_DESCRIPTION OF THE TASK_
Please put the items from the line containing "Exercise. Find the black microphone" through the line containing "(1062, 819)" into a numbered list, including both of those lines and only the lines between them. Leave out any blank lines.

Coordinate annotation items

begin

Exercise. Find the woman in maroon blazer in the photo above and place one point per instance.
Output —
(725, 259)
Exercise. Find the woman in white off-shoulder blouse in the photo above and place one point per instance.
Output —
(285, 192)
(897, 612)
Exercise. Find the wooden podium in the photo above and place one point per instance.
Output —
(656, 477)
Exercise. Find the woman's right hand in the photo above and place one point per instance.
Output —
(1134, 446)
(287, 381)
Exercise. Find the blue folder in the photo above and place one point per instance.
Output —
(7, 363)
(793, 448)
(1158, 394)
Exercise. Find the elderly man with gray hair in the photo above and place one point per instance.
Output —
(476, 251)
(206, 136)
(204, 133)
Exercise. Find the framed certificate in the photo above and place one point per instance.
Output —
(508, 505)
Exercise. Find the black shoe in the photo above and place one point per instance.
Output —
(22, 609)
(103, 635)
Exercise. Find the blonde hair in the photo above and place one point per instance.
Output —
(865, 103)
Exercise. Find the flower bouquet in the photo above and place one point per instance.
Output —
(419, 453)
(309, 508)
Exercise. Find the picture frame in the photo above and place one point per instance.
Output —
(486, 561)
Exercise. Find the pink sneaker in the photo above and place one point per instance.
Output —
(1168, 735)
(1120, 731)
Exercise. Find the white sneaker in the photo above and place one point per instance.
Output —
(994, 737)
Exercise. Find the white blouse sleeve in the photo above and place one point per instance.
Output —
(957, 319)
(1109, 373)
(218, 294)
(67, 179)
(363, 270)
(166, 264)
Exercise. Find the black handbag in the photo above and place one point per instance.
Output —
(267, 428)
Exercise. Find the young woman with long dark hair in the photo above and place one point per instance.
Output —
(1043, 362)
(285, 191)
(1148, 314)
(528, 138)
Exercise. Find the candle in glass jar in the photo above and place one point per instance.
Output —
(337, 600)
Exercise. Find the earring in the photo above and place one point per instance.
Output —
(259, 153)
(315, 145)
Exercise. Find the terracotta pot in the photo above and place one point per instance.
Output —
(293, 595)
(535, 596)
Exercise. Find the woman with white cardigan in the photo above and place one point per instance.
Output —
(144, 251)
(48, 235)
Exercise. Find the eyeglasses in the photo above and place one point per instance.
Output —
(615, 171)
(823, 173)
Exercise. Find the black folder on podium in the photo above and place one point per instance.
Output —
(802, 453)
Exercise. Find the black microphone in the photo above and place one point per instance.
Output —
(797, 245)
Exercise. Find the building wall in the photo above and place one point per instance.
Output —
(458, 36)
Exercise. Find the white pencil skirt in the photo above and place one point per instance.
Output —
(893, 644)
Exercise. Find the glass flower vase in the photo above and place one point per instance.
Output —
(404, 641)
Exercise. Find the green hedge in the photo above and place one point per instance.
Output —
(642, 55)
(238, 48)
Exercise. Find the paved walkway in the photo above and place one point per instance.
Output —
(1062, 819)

end
begin

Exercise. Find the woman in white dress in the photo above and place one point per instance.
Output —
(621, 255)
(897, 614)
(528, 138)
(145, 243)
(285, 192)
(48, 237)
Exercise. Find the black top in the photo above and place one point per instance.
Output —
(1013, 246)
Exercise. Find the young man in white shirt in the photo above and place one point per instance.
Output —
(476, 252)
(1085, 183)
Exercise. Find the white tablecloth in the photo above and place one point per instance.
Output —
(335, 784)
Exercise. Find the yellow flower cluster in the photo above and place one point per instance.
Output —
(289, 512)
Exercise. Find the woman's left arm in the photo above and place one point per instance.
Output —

end

_EXERCISE RESPONSE_
1. Exercise. Find the black microphone in the photo above and place one point per instance.
2. Output —
3. (797, 245)
4. Exercise. Find the building wall in the photo above and place one point per instance.
5. Output —
6. (458, 36)
7. Exercise. Find the white pencil skirt in the photo above and place one point per instance.
8. Output —
9. (893, 644)
10. Exercise. Find the glass flower vase in the photo above and place one point per instance.
11. Output —
12. (404, 641)
13. Exercise. Find the green hedge in the photo above and place one point per instance.
14. Output —
15. (642, 55)
16. (238, 48)
17. Exercise. Find the paved walkway in the photo above and place one point per instance.
18. Output —
19. (1062, 819)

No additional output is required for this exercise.